- _Data section_
****************************************

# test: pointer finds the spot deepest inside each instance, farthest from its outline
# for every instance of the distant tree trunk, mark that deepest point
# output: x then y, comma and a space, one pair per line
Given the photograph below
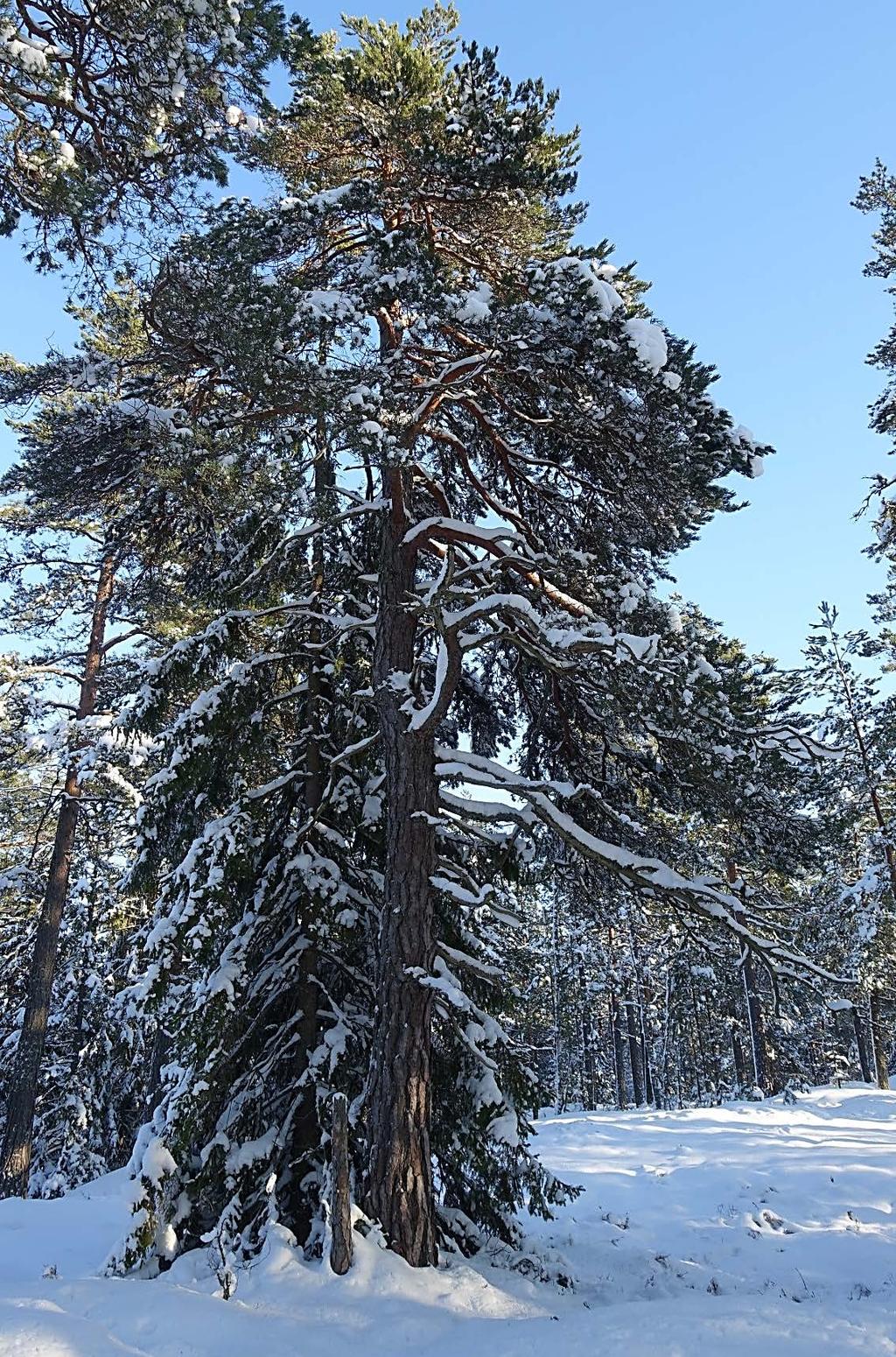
863, 1048
399, 1189
634, 1052
619, 1053
15, 1157
754, 1018
752, 1003
641, 1016
878, 1043
305, 1135
738, 1051
340, 1189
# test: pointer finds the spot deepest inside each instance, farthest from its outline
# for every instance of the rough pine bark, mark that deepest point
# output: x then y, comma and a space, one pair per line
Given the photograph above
15, 1157
399, 1188
863, 1046
305, 1134
340, 1248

****************************************

- _Task details_
All lines with the string "that" must be copied from the data.

- _Exercise response_
# for every instance of the distant tree trunk, mark that deepest point
# for every instance of the rough pine bark, mark that deepest point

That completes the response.